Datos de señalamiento
────

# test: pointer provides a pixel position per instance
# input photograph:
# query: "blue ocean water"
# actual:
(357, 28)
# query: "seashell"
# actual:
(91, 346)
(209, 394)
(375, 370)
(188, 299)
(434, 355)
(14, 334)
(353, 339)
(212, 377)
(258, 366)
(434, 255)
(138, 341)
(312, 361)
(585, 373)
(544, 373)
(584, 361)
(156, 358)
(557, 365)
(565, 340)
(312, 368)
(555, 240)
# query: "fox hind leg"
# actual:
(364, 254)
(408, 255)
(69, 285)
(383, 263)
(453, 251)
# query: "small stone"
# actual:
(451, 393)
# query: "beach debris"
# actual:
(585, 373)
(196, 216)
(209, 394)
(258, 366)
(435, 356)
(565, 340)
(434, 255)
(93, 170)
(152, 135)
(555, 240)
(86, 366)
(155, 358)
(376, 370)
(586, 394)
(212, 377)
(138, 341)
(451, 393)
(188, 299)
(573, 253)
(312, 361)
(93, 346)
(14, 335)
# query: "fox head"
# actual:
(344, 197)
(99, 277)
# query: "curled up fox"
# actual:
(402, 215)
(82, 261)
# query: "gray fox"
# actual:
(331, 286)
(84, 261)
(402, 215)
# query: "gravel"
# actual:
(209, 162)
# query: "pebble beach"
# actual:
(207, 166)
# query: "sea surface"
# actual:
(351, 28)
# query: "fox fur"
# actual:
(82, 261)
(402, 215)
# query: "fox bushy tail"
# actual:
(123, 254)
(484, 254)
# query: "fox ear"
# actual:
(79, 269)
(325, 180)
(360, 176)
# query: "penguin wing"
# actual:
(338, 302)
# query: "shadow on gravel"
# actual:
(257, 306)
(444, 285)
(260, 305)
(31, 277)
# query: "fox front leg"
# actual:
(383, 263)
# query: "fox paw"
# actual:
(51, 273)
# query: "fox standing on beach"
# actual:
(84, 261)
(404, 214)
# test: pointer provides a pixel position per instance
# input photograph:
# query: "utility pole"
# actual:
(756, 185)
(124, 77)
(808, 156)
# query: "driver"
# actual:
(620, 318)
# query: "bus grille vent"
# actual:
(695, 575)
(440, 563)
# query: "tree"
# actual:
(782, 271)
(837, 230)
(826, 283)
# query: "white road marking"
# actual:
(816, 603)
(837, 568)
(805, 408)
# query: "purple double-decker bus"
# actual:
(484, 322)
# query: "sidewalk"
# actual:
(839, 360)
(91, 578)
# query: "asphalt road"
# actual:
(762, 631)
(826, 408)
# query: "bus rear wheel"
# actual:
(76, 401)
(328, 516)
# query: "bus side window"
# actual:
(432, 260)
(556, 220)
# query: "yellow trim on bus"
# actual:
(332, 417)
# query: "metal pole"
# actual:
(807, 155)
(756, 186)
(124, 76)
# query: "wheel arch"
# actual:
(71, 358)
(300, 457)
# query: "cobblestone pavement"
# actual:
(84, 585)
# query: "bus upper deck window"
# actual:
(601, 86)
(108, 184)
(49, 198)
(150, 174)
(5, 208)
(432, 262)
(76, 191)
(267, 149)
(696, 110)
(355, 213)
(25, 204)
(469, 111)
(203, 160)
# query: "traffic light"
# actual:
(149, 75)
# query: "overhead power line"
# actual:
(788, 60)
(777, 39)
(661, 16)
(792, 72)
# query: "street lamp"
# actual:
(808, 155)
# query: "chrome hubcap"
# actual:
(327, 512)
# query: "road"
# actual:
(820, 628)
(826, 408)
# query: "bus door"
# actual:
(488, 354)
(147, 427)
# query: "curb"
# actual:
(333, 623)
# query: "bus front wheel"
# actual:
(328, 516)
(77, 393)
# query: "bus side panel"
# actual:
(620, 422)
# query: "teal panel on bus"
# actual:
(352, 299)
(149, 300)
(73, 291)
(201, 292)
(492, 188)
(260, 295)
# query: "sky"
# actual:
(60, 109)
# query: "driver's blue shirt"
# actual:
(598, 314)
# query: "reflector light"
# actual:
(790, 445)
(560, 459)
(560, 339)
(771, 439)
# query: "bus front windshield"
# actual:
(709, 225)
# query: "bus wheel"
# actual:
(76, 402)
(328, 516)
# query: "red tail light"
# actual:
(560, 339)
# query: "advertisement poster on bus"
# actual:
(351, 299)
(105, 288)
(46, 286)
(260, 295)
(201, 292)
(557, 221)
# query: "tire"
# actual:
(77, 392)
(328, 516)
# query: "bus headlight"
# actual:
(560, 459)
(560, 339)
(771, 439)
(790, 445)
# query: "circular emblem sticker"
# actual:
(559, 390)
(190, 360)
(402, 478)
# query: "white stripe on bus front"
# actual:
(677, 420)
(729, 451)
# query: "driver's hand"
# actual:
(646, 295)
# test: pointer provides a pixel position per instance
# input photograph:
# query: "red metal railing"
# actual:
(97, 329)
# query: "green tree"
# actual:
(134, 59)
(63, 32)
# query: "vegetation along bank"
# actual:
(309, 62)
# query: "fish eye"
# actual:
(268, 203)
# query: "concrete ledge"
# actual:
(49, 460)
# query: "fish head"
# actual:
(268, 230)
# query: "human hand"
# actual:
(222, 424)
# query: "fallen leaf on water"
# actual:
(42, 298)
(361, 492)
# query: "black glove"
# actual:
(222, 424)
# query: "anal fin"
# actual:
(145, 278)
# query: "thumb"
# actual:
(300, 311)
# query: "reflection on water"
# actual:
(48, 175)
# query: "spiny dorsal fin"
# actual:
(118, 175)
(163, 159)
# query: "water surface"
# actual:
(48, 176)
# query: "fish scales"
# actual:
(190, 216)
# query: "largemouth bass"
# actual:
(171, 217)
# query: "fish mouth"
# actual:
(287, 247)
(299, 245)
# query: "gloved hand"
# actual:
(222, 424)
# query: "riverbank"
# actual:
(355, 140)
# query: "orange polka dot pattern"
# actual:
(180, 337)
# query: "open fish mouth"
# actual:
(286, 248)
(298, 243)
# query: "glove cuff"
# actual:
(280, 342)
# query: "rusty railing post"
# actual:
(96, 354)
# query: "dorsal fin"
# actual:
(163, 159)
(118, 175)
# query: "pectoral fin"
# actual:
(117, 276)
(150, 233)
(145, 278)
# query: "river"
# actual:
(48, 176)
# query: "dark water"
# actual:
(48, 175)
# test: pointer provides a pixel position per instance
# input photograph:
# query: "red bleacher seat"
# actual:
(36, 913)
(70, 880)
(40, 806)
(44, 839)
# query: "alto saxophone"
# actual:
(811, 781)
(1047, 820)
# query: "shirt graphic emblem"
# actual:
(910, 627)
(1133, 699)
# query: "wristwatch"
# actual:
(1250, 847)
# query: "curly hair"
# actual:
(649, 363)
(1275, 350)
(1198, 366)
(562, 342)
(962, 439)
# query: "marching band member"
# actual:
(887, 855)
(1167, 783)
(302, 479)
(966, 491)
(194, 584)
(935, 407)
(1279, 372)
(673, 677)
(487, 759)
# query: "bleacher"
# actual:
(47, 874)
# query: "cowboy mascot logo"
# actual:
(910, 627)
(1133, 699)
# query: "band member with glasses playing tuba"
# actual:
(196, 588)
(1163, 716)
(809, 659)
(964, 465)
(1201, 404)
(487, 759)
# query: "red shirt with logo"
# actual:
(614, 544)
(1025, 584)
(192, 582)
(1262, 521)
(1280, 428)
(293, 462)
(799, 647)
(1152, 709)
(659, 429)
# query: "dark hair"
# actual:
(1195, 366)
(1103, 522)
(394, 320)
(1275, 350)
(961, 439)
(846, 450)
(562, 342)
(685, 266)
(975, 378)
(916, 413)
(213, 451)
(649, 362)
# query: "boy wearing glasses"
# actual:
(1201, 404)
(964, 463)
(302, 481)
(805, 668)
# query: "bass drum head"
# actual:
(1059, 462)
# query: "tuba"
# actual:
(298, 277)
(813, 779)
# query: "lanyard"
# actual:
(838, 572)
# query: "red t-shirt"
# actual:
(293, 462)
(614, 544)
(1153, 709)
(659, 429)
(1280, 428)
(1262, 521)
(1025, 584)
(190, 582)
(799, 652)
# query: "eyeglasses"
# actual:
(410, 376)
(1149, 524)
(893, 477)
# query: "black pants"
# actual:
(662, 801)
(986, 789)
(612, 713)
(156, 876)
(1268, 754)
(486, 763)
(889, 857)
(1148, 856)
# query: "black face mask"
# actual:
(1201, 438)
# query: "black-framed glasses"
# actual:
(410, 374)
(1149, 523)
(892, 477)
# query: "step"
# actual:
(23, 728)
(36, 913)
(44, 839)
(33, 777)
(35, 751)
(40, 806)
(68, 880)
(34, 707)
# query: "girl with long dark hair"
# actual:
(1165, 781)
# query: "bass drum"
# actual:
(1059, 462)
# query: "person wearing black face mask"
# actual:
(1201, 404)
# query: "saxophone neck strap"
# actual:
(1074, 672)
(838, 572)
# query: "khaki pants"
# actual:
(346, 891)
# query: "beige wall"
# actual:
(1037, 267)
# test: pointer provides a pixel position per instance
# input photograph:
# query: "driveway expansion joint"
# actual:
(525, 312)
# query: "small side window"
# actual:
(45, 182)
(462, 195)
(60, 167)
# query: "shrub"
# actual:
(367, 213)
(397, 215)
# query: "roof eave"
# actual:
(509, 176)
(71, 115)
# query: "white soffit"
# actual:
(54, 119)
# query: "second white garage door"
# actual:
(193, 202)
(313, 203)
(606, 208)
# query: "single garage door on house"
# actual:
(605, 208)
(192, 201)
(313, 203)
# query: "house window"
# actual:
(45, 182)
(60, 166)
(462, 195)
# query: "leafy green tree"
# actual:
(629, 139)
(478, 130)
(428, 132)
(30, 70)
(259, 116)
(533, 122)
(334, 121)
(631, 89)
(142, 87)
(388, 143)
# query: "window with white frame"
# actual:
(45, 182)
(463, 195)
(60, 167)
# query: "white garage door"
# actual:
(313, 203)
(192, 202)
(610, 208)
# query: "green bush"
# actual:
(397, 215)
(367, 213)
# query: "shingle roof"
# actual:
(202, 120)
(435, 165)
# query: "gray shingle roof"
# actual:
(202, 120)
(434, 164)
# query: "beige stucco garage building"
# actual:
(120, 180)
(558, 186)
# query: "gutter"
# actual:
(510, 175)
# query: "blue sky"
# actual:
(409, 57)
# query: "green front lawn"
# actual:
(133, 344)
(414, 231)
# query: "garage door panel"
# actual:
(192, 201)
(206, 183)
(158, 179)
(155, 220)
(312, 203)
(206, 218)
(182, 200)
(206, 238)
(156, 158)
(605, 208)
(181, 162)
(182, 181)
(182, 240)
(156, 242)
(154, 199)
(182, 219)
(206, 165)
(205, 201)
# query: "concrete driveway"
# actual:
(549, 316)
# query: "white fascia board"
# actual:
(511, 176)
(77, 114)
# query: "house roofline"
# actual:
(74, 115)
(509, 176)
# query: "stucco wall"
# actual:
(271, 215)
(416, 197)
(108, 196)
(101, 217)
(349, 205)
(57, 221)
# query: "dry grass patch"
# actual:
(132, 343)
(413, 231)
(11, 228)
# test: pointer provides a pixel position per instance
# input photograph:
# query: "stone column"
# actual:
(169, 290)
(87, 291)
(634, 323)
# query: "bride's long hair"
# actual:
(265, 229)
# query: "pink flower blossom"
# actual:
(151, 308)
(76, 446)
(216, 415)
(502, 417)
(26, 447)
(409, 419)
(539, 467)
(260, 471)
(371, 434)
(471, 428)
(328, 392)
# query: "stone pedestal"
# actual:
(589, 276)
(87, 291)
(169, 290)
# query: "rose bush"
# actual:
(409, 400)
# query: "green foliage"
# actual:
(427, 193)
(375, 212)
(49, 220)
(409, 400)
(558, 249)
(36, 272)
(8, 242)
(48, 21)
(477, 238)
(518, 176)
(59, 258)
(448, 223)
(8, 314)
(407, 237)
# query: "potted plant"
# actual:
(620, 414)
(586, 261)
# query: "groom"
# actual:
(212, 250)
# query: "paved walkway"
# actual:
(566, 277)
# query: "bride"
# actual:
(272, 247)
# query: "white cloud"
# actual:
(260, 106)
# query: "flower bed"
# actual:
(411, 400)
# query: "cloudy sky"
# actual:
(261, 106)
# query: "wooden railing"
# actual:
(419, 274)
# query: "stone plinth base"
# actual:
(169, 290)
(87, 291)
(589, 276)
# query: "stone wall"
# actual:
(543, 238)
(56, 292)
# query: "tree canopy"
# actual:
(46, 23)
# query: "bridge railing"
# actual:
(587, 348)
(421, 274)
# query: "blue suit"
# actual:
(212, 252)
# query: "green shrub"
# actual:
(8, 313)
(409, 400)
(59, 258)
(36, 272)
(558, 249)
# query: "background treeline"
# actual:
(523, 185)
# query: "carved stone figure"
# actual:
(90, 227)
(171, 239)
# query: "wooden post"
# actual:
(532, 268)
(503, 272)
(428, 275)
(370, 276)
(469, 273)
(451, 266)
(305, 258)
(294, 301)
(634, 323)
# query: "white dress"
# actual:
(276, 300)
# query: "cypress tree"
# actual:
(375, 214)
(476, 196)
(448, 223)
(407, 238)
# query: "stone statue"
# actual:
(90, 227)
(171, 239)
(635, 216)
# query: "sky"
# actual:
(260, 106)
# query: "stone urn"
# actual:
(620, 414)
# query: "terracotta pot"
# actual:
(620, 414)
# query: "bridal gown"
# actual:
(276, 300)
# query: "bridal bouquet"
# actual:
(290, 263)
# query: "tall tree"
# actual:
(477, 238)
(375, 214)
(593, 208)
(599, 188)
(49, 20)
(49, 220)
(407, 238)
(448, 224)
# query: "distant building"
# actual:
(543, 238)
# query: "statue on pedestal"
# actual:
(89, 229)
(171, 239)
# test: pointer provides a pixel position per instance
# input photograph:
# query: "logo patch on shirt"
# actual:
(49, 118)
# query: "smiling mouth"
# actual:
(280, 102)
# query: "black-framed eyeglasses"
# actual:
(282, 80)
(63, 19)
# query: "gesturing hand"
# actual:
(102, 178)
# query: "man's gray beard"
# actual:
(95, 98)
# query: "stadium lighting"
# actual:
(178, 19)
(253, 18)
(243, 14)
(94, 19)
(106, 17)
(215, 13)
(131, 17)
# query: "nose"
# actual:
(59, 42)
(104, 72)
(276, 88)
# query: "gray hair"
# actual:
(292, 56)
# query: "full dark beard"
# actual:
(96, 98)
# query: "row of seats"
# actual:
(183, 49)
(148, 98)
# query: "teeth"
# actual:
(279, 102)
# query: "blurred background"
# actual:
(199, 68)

────

Indica cuántas líneas de los datos contienen la palabra "driveway", distinguiendo entre mayúsculas y minúsculas. Responde solo con el número.

[RESPUESTA FINAL] 2